Items from a dataset:
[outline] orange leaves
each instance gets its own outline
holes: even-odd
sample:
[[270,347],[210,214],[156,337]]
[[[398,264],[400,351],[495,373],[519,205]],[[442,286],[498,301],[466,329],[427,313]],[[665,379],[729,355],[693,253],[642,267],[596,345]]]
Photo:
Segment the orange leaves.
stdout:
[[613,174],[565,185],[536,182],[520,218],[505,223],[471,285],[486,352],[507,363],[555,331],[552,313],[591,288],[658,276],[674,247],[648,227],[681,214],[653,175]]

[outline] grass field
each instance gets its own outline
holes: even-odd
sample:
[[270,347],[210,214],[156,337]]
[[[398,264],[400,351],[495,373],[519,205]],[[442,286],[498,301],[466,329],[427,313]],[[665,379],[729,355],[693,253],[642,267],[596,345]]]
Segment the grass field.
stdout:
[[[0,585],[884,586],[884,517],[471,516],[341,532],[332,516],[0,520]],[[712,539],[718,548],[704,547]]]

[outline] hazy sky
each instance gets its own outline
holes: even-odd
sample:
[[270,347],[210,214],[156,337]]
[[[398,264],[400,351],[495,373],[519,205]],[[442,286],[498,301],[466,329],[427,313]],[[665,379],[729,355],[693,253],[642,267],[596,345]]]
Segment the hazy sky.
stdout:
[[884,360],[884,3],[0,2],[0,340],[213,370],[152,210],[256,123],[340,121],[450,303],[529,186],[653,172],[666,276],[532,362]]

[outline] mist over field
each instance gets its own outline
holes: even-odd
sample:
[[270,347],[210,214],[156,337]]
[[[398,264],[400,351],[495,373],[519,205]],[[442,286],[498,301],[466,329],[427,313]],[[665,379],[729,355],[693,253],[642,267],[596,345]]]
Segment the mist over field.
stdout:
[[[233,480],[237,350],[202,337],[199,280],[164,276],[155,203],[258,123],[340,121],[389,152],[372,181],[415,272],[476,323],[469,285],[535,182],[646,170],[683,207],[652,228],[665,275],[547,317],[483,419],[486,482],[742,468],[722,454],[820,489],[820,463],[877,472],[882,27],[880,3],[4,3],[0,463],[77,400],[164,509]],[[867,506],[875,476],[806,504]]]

■ **Your objective**: Reproduce every one of the entries above verbatim, line for line.

■ **Solution**:
[outline] orange leaves
each instance gets its own outline
holes: even-odd
sample:
[[270,347],[210,214],[156,337]]
[[[398,264],[400,351],[495,373],[519,205]],[[442,286],[498,301],[466,329],[427,313]],[[665,379],[729,355],[693,253],[642,267],[596,345]]]
Photo:
Segment the orange leaves.
stdout:
[[613,174],[565,185],[536,182],[520,218],[505,223],[471,285],[486,352],[507,363],[555,331],[552,313],[591,288],[658,276],[674,247],[648,227],[681,214],[653,175]]

[outline] grass field
each instance gets its own outline
holes: even-odd
sample:
[[270,347],[210,214],[156,337]]
[[[398,264],[400,351],[495,373],[519,205]],[[442,286],[498,301],[466,329],[427,313]],[[665,379],[729,355],[693,253],[642,267],[596,345]]]
Segment the grass field.
stdout:
[[[0,585],[884,586],[884,517],[471,516],[341,532],[332,516],[0,520]],[[712,539],[718,548],[704,547]]]

[outline] hazy sky
each instance gets its own outline
holes: even-odd
sample:
[[270,347],[210,214],[156,337]]
[[[398,264],[400,351],[495,373],[519,205]],[[442,286],[498,301],[466,329],[427,313]],[[665,379],[729,355],[693,253],[642,267],[596,345]]]
Segment the hazy sky.
stdout:
[[884,360],[884,3],[0,2],[0,340],[213,370],[152,210],[256,123],[340,121],[450,303],[529,186],[653,172],[666,276],[532,362]]

[outline] mist over field
each instance gets its own outline
holes: even-odd
sample:
[[270,347],[210,214],[156,337]]
[[[398,264],[400,351],[495,373],[519,205]],[[442,286],[498,301],[466,329],[427,313]],[[665,379],[729,355],[693,253],[642,267],[596,345]]]
Segment the mist over field.
stdout:
[[[233,480],[237,350],[202,337],[199,280],[164,276],[155,203],[258,123],[340,121],[389,152],[372,181],[415,272],[476,323],[469,285],[535,182],[646,170],[683,207],[652,228],[665,275],[547,317],[483,419],[486,482],[742,468],[722,454],[820,489],[820,463],[877,472],[882,27],[880,3],[4,3],[0,463],[77,400],[164,509]],[[867,506],[875,476],[806,504]]]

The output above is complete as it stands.